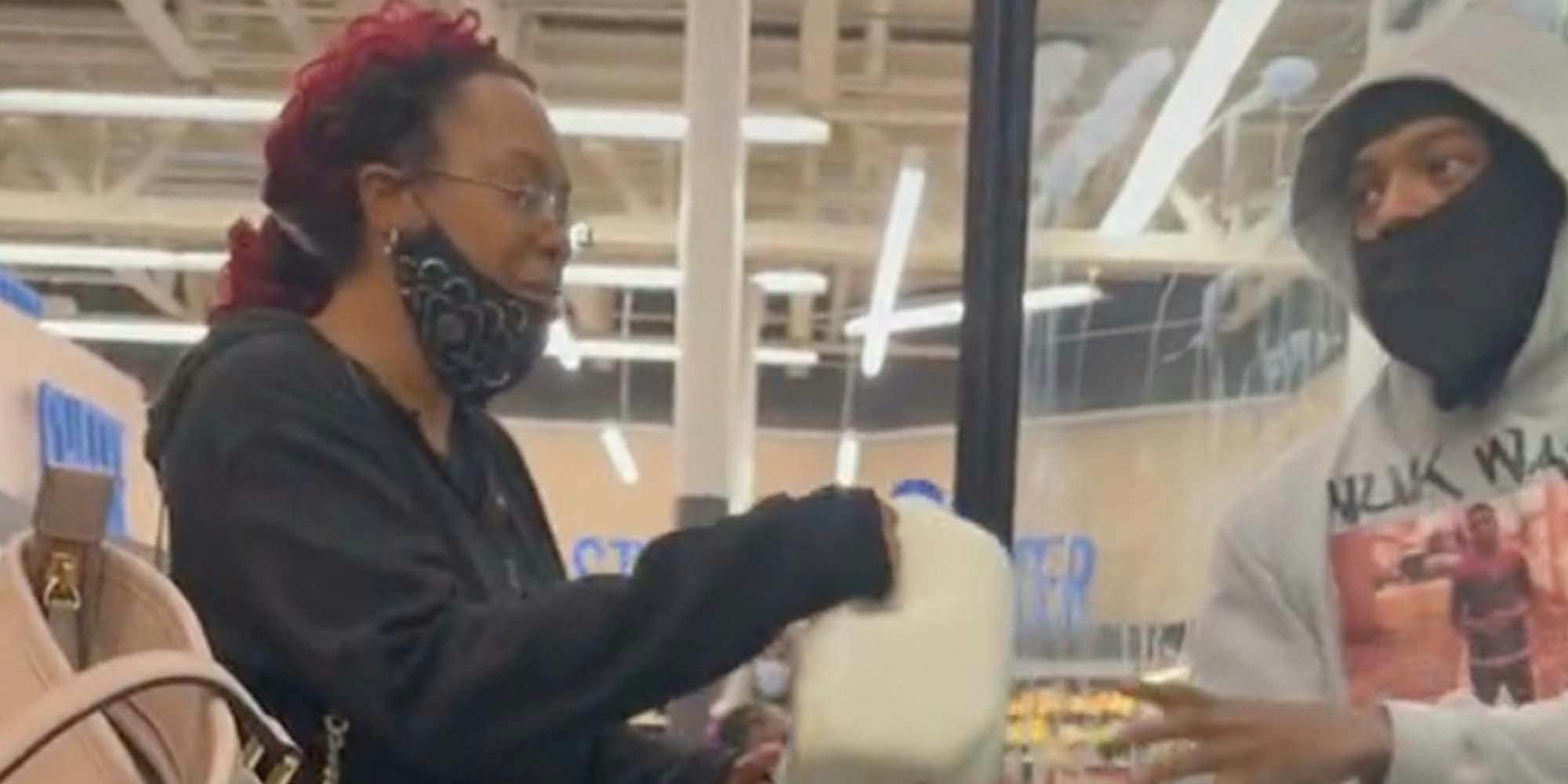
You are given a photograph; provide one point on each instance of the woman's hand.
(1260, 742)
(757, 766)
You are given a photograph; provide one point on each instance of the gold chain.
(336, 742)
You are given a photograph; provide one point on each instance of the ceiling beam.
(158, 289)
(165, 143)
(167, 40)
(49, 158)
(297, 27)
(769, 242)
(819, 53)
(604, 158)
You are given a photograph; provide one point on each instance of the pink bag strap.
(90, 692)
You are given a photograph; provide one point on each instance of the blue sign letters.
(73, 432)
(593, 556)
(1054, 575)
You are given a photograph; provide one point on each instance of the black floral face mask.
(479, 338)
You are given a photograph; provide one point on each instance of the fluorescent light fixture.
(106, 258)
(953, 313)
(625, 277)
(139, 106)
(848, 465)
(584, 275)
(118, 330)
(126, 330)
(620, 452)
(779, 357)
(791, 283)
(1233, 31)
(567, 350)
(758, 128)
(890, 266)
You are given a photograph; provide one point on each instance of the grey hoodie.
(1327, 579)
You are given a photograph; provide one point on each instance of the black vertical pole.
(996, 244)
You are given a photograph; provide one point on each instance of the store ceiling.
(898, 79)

+---+

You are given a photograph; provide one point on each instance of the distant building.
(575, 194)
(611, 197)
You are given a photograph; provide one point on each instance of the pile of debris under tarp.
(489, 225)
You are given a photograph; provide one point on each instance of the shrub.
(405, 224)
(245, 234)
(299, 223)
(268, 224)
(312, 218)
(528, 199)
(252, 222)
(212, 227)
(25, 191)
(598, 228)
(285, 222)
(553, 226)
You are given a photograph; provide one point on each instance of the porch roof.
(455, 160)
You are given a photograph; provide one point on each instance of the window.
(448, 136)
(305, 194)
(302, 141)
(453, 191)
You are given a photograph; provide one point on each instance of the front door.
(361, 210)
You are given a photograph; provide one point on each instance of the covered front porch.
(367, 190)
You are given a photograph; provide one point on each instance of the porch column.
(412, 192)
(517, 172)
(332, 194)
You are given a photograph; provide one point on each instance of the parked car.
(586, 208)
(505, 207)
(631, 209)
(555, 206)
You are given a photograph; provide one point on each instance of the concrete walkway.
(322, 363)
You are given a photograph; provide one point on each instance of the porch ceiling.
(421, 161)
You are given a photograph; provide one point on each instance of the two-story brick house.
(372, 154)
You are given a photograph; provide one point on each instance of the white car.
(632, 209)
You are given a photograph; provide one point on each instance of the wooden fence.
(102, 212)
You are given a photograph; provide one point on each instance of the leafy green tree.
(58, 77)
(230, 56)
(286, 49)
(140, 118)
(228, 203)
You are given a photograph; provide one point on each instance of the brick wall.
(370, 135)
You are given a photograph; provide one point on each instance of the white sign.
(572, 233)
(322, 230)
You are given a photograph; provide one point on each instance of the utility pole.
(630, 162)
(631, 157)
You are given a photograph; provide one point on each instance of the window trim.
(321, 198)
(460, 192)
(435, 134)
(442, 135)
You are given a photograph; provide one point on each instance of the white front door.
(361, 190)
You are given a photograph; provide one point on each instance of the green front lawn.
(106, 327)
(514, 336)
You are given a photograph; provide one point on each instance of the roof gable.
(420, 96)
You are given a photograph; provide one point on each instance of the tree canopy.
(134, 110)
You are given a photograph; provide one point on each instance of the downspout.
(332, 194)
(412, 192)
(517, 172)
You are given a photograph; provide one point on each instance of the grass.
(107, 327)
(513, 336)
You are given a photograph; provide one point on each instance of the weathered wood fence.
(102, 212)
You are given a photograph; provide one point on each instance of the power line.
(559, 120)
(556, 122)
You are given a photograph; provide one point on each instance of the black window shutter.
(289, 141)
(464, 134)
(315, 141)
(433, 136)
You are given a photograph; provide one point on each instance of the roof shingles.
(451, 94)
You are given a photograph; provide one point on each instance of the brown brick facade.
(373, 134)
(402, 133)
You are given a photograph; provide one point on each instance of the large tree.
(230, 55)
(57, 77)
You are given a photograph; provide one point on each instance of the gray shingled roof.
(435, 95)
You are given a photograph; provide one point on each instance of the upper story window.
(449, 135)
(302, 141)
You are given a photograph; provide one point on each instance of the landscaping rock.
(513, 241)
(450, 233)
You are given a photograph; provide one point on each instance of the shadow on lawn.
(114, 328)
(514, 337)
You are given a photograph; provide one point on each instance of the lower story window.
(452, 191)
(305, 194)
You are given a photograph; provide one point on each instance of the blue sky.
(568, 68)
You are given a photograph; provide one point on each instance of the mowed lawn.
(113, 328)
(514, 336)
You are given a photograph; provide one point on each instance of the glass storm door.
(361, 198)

+---+

» Task to complete: Pull out every line in the entries above that contains the string "ceiling", matching case exactly.

» Problem solution:
You are given a photograph; provide one point on each instance of the ceiling beam.
You are given a photograph; provide one point on each instance of the store ceiling.
You are given a photograph; provide one point on each instance of the porch ceiling.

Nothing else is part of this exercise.